**TEXT FOR ANALYSIS**

*** Block opens ***

Connecting to your Amazon instance

Michael Matschiner, Milan Malinsky, and the Workshop Team. 6 June 2022


Presentation slides

AMI introduction


Amazon Web Services and Amazon instances

For this workshop we are going to use a high performance cloud platform called Amazon Web Services (AWS). This is a flexible resource to get computational work done quickly and relatively inexpensively. We have set up individual virtual machines called “Amazon instances” for each participant. These have all the software and data you will need along with sufficient CPU, RAM, and storage resources. Your instance IP address can be found on this list and the list of IP addresses is also linked from the main workshop page (in the box with links).

The IP addresses are going to change regularly during the workshop, as we’ll stop the instances overnight and resume them on the next day to cut down the cost that we need to pay to Amazon. Whenever instances are restarted, the IP addresses will change; however, the content of the instance will remain the same. So the files that you write on any given day on your instance should usually still be present on the next. We are going to announce when we stop instances overnight, and we will accept requests to leave instances running in case that you’ld like to keep working on an analysis.

In addition to stopping instances overnight, it may also occur that we need to issue completely new instances at some point. This may be the case when/if we need to install additional software or add datasets for activities. In such cases, we’ll terminate old instances, meaning that the files from these instances will not be accessible anymore to you. We are going to announce if/when that happens, and we will give you time to finish analyses or download data if you request it.

Generally, however, we discourage downloading data — at least large datasets — from the Amazon instances, because we have to pay for download volume. We are going to provide a Dropbox directory at the end of the workshop, which will contain the dataset and scripts used during the Workshop, and we ask you to download this Dropbox directory (if interested) instead of copying large volumes of data from the Amazon instances.

Logging-in to your Amazon instance

There are different ways to interact with a running Amazon instance, and the most convenient methods usually differ between the activities and depend on your own operating system. Below, we describe the three most important ways for accessing the instance; via programs that support SSH and SCP, and through web browsers with Apache Guacamole and RStudio. At the beginning of each activity description, we specify the most convenient method for that activity.

*** Block closes ***

**WORK REQUEST 1**
In the text on connecting to Amazon instances, what will the organizers provide at the end of the workshop?
**WORK REQUEST 2**
Reproduce the passage of the text on connecting to Amazon instances starting at "AMI introduction" and ending at "box with links).".

[Collection entries]
*** Block opens ***

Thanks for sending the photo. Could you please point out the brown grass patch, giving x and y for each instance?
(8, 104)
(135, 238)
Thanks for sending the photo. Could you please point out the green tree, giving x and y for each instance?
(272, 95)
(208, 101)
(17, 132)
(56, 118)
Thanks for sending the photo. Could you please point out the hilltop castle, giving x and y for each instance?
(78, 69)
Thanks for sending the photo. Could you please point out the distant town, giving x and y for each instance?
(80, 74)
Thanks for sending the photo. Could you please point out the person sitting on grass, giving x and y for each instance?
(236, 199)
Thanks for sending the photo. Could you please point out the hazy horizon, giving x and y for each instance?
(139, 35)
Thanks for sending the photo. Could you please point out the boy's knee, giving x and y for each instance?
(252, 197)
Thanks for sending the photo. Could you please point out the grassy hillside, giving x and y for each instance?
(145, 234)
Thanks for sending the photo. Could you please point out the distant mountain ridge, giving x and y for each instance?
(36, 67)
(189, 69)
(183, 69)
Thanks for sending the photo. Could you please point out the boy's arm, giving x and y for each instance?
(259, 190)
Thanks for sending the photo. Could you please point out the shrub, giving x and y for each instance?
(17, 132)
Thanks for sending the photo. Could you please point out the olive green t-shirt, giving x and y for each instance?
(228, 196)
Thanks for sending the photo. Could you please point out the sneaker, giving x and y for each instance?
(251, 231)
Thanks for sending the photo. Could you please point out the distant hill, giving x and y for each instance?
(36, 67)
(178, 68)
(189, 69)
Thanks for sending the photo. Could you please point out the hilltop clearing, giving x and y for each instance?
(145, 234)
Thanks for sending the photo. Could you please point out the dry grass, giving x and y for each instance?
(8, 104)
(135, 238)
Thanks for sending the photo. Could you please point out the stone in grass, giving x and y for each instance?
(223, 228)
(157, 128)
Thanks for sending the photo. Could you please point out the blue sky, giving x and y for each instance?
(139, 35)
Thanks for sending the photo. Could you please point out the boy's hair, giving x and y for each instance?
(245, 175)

*** Block closes ***

**PROBLEM SOLUTION 1**
A Dropbox directory containing the dataset and scripts used during the workshop.

**PROBLEM SOLUTION 2**
AMI introduction


Amazon Web Services and Amazon instances

For this workshop we are going to use a high performance cloud platform called Amazon Web Services (AWS). This is a flexible resource to get computational work done quickly and relatively inexpensively. We have set up individual virtual machines called “Amazon instances” for each participant. These have all the software and data you will need along with sufficient CPU, RAM, and storage resources. Your instance IP address can be found on this list and the list of IP addresses is also linked from the main workshop page (in the box with links).